- **DATA TO PROCESS**:
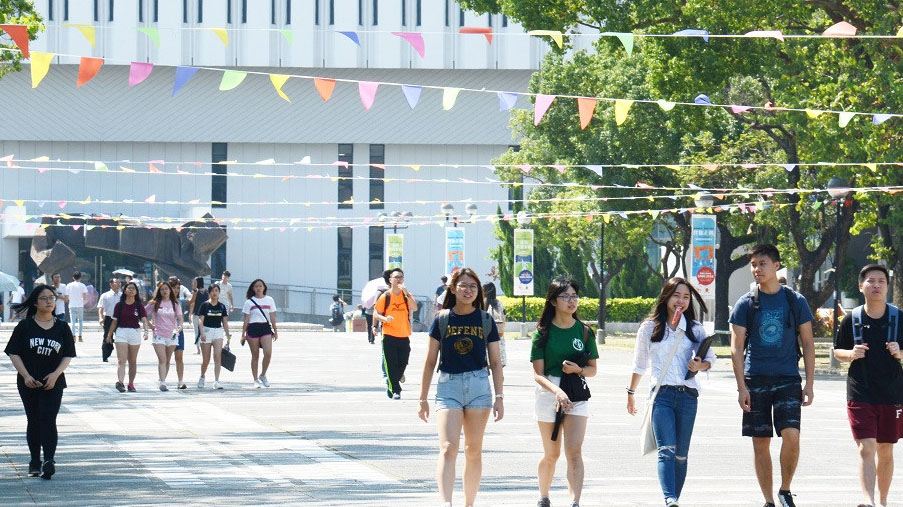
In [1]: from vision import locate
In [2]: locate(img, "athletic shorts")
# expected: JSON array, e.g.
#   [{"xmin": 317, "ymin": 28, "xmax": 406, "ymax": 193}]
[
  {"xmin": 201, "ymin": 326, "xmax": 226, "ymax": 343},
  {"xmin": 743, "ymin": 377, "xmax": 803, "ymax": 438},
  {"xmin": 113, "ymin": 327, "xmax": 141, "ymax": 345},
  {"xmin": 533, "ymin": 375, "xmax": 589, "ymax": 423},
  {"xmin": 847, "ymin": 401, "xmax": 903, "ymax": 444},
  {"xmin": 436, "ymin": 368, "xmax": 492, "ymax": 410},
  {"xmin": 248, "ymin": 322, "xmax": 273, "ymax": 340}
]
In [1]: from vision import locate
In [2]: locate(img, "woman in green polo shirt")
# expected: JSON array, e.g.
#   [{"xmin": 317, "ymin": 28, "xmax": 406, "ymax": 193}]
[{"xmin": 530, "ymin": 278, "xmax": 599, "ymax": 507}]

- **WORK REQUIRED**: Rewrite all the records above in full, requests included, shifting every bounding-box coordinate in the answers up by 11. Omit the pictures.

- **WORKED SOLUTION**:
In [1]: from vision import locate
In [2]: locate(img, "athletic shorts")
# expected: JSON array, e.g.
#   [{"xmin": 317, "ymin": 28, "xmax": 406, "ymax": 193}]
[
  {"xmin": 212, "ymin": 337, "xmax": 237, "ymax": 354},
  {"xmin": 754, "ymin": 388, "xmax": 814, "ymax": 449},
  {"xmin": 124, "ymin": 338, "xmax": 152, "ymax": 356},
  {"xmin": 544, "ymin": 386, "xmax": 600, "ymax": 434},
  {"xmin": 858, "ymin": 412, "xmax": 914, "ymax": 455},
  {"xmin": 447, "ymin": 379, "xmax": 503, "ymax": 421},
  {"xmin": 259, "ymin": 333, "xmax": 284, "ymax": 351}
]
In [1]: from vision import locate
In [2]: locate(img, "woman in green polo shirt")
# expected: JSON array, e.g.
#   [{"xmin": 317, "ymin": 28, "xmax": 406, "ymax": 193}]
[{"xmin": 541, "ymin": 289, "xmax": 610, "ymax": 518}]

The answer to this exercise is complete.